** Supplied records follows **
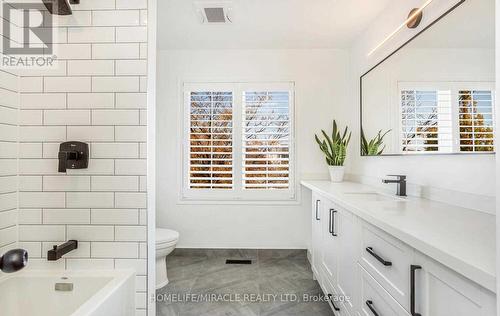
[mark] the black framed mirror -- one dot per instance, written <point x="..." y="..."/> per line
<point x="436" y="93"/>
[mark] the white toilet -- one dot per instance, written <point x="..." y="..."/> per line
<point x="166" y="239"/>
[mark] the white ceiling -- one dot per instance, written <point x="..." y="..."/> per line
<point x="262" y="24"/>
<point x="471" y="25"/>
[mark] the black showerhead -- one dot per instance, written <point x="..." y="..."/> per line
<point x="13" y="260"/>
<point x="60" y="7"/>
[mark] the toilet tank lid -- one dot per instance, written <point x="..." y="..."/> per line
<point x="165" y="235"/>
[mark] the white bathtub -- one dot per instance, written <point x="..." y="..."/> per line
<point x="95" y="293"/>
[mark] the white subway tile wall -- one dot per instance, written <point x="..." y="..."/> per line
<point x="96" y="95"/>
<point x="9" y="120"/>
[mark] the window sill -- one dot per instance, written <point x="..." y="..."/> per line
<point x="186" y="201"/>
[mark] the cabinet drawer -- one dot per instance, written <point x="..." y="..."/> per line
<point x="374" y="300"/>
<point x="388" y="260"/>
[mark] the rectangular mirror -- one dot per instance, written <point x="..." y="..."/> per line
<point x="435" y="94"/>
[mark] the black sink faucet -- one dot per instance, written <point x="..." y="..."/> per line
<point x="58" y="251"/>
<point x="400" y="180"/>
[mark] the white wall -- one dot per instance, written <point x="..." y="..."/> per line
<point x="96" y="94"/>
<point x="440" y="177"/>
<point x="321" y="78"/>
<point x="9" y="120"/>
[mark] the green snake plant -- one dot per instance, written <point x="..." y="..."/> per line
<point x="372" y="147"/>
<point x="335" y="146"/>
** End of Supplied records **
What to work on ->
Each line of the data should be quoted exactly, with pictures left out.

Your response ->
[mark] the black framed mirror -- one dot per instance, written <point x="..." y="..."/> per line
<point x="436" y="93"/>
[mark] the white toilet -- one dot per instance, written <point x="..." y="..."/> per line
<point x="166" y="239"/>
[mark] the white ceiling -- one dot per instance, written <point x="..." y="..."/> per line
<point x="262" y="24"/>
<point x="471" y="25"/>
[mark] the black showerhead -- one dot per instance, written <point x="..." y="..."/> per line
<point x="13" y="260"/>
<point x="60" y="7"/>
[mark] the toilet tank lid -- one dot per instance, written <point x="..." y="..."/> per line
<point x="165" y="235"/>
[mark] the white bathtub -- one dot per instance, written <point x="..." y="..."/> per line
<point x="95" y="293"/>
[mark] the white subway tile wall -- one dot per instance, written <point x="..." y="..."/> per line
<point x="96" y="95"/>
<point x="9" y="120"/>
[mark] the window sill -- one dot per instance, written <point x="..." y="..."/> per line
<point x="186" y="201"/>
[mark] the cabinet drawer -- one dot per instance, written <point x="..." y="..."/> per line
<point x="374" y="300"/>
<point x="388" y="260"/>
[mark] the rectangular mirror -- one dot per instance, written <point x="..." y="..."/> per line
<point x="435" y="94"/>
[mark] the black sink faucet -- one dot per instance, written <point x="..." y="..."/> per line
<point x="58" y="251"/>
<point x="400" y="180"/>
[mark] the white wall -- one dot per instance, written <point x="..." y="..."/> per line
<point x="96" y="94"/>
<point x="440" y="177"/>
<point x="321" y="78"/>
<point x="9" y="120"/>
[mark] the green snake plant -- one dot per instance, written <point x="..." y="..."/> per line
<point x="372" y="147"/>
<point x="335" y="146"/>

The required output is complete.